From the line that contains "Target: transmission tower" through the line that contains "the red and", output every line of the listing below exactly and leave out all the rest.

(Dataset content)

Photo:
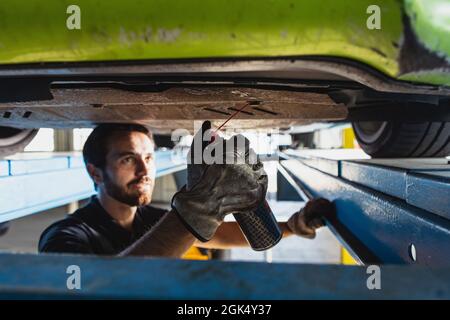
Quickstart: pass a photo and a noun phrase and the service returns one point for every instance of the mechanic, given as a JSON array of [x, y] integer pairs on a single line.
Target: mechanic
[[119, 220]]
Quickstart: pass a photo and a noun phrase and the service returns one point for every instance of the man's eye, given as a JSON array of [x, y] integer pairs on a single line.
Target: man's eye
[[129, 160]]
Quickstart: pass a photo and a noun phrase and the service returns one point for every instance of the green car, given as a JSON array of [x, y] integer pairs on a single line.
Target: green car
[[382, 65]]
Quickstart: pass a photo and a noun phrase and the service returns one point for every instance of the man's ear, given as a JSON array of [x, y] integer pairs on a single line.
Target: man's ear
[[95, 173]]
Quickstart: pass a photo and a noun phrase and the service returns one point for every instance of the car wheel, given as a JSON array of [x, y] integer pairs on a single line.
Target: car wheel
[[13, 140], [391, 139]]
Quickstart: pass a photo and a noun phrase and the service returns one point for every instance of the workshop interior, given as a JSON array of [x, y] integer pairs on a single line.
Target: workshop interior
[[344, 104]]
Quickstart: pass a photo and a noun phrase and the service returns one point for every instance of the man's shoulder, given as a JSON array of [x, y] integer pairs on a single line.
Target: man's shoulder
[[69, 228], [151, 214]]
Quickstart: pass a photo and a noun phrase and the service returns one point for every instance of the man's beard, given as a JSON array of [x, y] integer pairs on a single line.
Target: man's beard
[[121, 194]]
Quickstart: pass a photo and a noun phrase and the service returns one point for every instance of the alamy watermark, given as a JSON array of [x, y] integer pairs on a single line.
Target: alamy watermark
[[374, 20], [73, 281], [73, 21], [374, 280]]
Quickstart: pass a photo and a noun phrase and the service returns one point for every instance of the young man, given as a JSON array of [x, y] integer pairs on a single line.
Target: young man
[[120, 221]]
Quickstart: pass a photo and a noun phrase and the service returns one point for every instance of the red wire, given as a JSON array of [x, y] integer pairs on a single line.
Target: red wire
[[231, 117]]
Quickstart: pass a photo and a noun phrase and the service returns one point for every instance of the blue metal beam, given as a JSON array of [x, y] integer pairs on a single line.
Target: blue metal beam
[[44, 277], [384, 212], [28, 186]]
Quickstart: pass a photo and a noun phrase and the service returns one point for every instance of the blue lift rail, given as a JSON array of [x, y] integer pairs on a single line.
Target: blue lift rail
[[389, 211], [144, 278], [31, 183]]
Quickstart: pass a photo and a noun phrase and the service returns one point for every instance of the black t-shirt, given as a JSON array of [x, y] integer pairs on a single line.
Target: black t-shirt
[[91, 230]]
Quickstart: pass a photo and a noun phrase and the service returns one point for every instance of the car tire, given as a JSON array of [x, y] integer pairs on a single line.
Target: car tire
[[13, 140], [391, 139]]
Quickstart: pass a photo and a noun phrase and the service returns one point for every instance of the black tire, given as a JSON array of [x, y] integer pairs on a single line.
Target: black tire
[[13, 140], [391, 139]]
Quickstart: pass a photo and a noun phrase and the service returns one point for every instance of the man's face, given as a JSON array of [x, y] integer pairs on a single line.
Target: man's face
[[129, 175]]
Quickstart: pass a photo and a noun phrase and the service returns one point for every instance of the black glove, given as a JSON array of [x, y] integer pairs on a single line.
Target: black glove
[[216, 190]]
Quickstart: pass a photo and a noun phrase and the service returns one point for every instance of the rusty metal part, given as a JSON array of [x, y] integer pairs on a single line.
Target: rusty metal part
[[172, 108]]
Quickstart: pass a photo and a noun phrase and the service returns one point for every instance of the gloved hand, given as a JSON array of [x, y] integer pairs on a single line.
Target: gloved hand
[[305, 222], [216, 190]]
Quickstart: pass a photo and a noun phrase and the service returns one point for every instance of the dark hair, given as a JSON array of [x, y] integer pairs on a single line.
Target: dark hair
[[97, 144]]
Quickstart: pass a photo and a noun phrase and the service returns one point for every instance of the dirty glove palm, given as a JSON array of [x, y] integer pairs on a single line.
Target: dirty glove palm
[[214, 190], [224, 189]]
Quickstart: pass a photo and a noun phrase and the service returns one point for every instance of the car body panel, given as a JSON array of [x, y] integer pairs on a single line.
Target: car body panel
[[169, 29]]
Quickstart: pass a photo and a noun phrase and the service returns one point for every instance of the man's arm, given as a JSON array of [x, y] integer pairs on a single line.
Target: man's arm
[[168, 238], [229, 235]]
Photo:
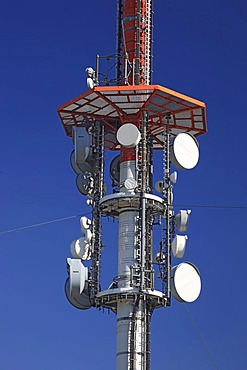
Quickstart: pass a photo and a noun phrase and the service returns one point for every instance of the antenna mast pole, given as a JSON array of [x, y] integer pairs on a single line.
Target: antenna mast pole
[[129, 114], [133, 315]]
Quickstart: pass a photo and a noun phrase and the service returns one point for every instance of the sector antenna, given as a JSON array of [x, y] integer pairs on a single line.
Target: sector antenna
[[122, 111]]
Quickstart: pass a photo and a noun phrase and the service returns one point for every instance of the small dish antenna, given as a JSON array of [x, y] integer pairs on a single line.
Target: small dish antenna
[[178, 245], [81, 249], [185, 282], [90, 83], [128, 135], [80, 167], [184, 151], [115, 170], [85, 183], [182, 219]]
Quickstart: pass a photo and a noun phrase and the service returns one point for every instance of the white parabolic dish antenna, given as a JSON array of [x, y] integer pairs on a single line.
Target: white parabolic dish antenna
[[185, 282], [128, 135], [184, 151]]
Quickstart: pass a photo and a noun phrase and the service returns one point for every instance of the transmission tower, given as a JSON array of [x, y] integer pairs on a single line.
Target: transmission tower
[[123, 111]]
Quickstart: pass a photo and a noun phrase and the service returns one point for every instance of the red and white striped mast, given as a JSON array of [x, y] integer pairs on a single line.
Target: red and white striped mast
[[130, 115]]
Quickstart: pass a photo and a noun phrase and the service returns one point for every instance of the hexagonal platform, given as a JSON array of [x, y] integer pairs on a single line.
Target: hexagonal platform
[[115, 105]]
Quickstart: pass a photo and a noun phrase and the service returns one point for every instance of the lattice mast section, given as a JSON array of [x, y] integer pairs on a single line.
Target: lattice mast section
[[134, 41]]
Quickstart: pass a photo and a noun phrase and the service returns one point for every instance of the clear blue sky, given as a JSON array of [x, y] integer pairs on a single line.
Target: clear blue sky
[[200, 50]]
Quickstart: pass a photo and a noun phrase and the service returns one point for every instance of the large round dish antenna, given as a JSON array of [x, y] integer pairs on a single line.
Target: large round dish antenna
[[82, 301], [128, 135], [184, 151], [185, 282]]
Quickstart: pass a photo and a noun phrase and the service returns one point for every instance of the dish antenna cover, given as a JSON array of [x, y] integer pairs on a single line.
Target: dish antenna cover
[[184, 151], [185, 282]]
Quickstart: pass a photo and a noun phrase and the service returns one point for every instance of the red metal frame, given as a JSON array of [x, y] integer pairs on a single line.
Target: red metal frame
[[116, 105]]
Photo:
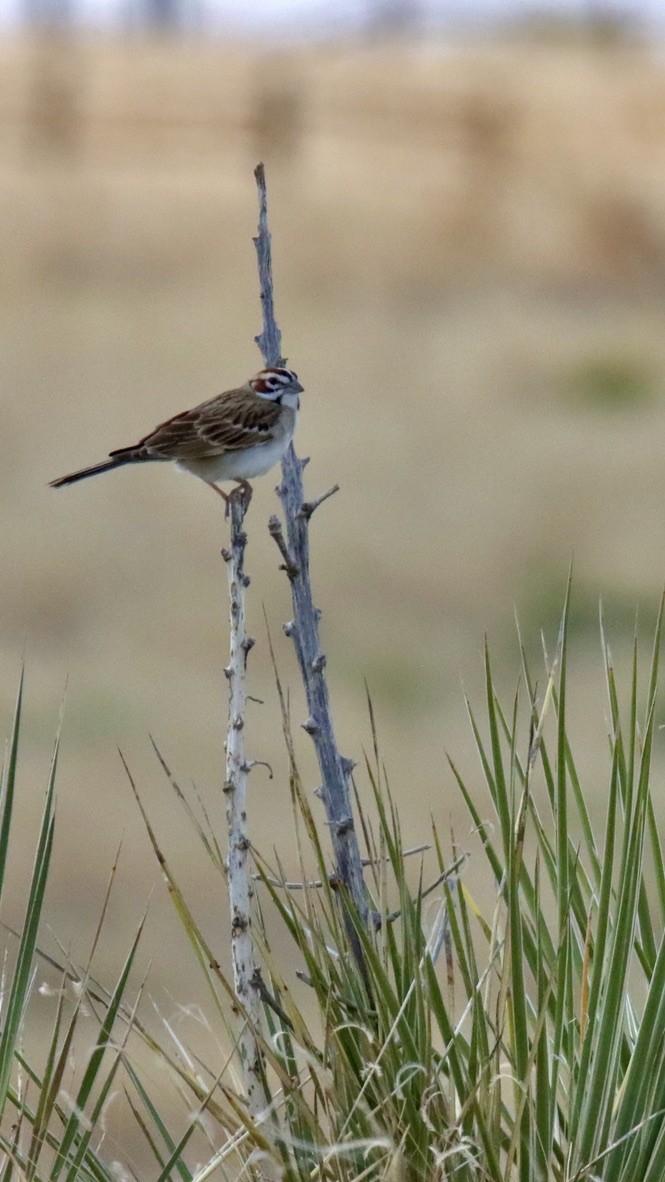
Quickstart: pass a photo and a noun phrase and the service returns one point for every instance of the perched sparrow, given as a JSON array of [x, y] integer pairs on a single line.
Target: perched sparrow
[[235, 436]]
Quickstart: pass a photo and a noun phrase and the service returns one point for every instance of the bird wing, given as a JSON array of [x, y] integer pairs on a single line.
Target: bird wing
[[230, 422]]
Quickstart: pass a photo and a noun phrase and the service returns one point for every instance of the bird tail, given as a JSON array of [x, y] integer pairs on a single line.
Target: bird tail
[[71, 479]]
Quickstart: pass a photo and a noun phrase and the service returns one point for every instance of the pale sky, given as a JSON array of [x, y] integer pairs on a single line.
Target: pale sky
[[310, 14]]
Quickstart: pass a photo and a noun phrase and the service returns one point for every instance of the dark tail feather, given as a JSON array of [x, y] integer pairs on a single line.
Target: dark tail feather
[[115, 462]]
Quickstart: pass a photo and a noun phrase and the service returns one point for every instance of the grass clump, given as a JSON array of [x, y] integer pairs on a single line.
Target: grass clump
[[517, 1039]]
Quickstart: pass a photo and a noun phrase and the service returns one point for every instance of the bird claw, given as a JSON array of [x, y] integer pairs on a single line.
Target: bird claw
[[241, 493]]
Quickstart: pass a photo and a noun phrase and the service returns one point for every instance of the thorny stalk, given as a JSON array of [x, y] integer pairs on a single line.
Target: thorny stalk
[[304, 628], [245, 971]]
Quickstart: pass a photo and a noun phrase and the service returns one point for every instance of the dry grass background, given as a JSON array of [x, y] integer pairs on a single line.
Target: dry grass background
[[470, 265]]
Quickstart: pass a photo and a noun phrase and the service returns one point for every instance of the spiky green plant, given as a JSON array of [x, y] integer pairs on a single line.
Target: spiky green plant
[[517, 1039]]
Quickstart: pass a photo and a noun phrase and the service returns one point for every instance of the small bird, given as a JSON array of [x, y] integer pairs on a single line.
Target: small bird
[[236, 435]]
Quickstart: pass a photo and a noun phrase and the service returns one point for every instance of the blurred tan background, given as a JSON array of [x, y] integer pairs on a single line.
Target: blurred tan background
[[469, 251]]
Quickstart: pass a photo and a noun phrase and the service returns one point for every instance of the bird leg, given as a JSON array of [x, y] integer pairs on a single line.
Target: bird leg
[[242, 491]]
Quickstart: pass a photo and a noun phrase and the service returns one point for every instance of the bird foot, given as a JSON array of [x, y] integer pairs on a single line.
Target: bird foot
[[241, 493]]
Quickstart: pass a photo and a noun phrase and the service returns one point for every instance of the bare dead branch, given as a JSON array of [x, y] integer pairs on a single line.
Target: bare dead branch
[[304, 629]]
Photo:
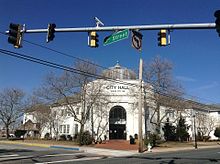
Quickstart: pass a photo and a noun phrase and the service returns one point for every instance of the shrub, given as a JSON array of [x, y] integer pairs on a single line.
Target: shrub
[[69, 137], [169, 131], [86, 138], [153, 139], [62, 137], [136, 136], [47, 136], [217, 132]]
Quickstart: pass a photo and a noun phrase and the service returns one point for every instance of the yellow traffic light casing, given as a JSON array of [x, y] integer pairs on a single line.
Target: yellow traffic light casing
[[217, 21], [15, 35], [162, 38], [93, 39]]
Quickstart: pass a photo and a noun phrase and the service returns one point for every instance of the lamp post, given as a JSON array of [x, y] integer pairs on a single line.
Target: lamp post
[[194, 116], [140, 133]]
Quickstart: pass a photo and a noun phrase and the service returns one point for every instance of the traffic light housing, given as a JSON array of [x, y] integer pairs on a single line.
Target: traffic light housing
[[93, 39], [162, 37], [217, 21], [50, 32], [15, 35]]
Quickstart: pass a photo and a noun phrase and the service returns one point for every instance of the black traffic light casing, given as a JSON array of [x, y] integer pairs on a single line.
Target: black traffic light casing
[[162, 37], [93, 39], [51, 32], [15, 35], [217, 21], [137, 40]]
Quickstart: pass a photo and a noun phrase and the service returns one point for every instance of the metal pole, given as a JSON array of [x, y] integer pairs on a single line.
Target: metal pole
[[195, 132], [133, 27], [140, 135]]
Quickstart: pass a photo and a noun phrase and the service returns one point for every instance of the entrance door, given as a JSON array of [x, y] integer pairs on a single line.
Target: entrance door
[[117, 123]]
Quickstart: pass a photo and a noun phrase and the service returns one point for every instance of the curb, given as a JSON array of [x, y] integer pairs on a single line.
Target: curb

(End Dataset content)

* Response for this exercise:
Target: transmission tower
[[123, 111]]
Quickstart: pass a photo and a noun phrase and the service returns one point for every instance of the red and white striped mast, given as a JSON array of [x, y] integer pairs on a single line.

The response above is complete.